Directive: A faithful transcription of all the data is required.

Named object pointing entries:
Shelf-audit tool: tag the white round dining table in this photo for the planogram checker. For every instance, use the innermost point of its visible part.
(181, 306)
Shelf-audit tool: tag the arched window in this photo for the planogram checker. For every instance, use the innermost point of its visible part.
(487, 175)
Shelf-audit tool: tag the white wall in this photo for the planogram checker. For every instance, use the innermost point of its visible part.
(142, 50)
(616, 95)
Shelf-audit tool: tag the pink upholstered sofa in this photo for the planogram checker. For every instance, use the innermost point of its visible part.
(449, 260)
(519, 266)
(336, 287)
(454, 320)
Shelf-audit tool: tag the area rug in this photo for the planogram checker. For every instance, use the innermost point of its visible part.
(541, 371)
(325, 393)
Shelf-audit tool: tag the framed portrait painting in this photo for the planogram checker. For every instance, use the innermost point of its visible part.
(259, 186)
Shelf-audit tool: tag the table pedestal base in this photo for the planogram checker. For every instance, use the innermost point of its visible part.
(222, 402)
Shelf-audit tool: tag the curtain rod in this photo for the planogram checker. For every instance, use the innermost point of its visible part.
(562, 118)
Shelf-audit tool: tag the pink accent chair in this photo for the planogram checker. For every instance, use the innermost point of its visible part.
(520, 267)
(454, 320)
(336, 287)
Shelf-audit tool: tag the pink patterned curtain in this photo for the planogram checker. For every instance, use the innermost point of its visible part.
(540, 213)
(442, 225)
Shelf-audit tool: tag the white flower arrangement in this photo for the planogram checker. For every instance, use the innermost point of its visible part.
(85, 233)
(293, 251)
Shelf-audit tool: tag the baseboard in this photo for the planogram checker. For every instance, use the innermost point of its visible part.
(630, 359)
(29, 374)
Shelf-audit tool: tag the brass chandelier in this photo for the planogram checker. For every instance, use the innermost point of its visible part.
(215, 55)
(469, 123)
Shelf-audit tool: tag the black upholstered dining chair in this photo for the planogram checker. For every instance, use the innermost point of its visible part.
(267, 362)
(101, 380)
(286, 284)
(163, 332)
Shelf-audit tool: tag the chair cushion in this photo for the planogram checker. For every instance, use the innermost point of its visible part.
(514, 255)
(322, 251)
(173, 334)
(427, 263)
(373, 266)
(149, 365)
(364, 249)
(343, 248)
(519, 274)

Result of this exercise:
Shelf-audit tool: tag the white round dining table in this photo for the planogram checker. For every instance, use the innermost point of its visible part.
(181, 306)
Shelf-audit tool: tag the arched window in this photo for the planogram checker. For every instance, use the innermost point of its visible part.
(487, 175)
Shelf-audit tool: tag the white wall in this photo for the planogram checker. For every instance, use the innermost point of its visible part.
(142, 50)
(616, 95)
Shelf-audit tool: tag the pink upholstered sofa in this photo for the planogram checker. For every instance, use the innermost point of its visible part.
(449, 260)
(519, 266)
(336, 287)
(454, 320)
Shelf-audit tool: tag the area rug in this photo for the planogram checker. For every instance, use the innermost point of its visible part.
(541, 371)
(325, 393)
Shelf-audit tool: tag the framed portrait painting in this photo for the planogram checker. For every instance, use the innermost point of its visible part.
(259, 186)
Shelf-audit tool: tag the table pedestal base in this photo for the planogram checker. For every instance, use the innermost point of its visible part.
(222, 402)
Shelf-audit tool: tag the curtain rod in this photo for the planogram checker. For every instance, use the innermost point of its visible part.
(562, 118)
Shelf-audit tool: tag the pink accent chair in this photo for the planogram checker. For every instance, use the innermost point of its visible part.
(520, 267)
(454, 320)
(336, 287)
Shelf-audit tool: tag the pink patterned curtain in this photo for the planogram checker. For every instance, use the innermost point of its visible part.
(540, 213)
(442, 225)
Shelf-audit tool: tag the white flower arrangement in this photo for the planogram checker. For every instance, use the innermost point of its visible part.
(85, 233)
(293, 251)
Shelf-audit tool: tag the baseboard in this photo for the planogram checker. For every instance, use the innermost point of its visible part.
(630, 359)
(29, 374)
Shelf-audit tool: tag the brass chandelier in this photo for the planogram checker. For every instance, use the innermost point of its visible part.
(215, 55)
(469, 123)
Shelf-audit tool: tag the black upholstered dining chair in this photo for the planogram checker. For every instance, use the innermost point of its visible part.
(267, 362)
(101, 380)
(286, 284)
(163, 332)
Shelf-audit tool: tag the chair cushion in this photo for the planogram checker. For every instance, use the innermost point of its visible part.
(514, 255)
(322, 251)
(173, 334)
(427, 263)
(373, 266)
(149, 365)
(364, 249)
(343, 248)
(519, 274)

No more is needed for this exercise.